Task to carry out: Rewrite every line of the records below as a numbered list, omitting blank lines. Leave the pictures out of your list.

***** Supplied data

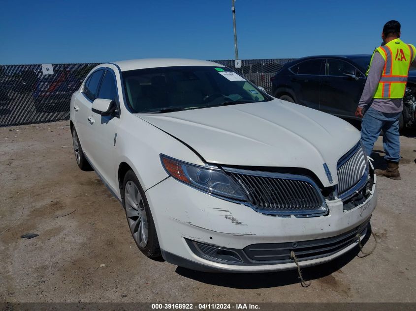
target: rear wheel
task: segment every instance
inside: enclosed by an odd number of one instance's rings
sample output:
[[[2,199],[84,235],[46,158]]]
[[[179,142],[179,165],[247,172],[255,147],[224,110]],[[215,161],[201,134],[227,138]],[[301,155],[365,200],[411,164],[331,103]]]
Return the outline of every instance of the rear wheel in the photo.
[[[160,256],[160,249],[153,218],[144,192],[131,170],[124,177],[122,192],[122,203],[136,245],[148,257]]]
[[[75,128],[72,129],[72,143],[74,145],[74,153],[75,154],[75,159],[78,167],[82,170],[92,170],[91,166],[84,155],[84,151],[82,151],[82,147],[81,146]]]
[[[288,95],[282,95],[279,98],[279,99],[281,99],[282,100],[286,100],[287,102],[289,102],[290,103],[295,102],[294,100]]]
[[[399,118],[399,131],[401,132],[404,129],[405,127],[405,118],[404,113],[400,113],[400,117]]]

**********

Worked solution:
1. target: rear wheel
2. task: segment every instance
3. inside: enclosed by an odd number of one instance's rings
4. sample output:
5. [[[2,199],[84,235],[46,158]]]
6. [[[179,142],[179,165],[247,172],[255,147],[224,110]],[[215,161],[201,134],[227,138]],[[301,155],[365,200],[411,164],[331,103]]]
7. Return the outline of every instance of the rear wheel in the photo.
8. [[[160,256],[160,249],[153,218],[144,192],[131,170],[124,177],[122,192],[122,203],[136,245],[148,257]]]
9. [[[75,128],[72,129],[72,143],[74,145],[74,153],[75,154],[75,159],[78,167],[82,170],[92,170],[91,166],[84,155],[84,151],[82,151],[82,147],[81,146]]]
10. [[[288,95],[282,95],[279,98],[279,99],[281,99],[282,100],[286,100],[287,102],[289,102],[290,103],[295,102],[294,100]]]
11. [[[399,118],[399,131],[401,132],[404,129],[405,127],[405,118],[404,113],[400,113],[400,117]]]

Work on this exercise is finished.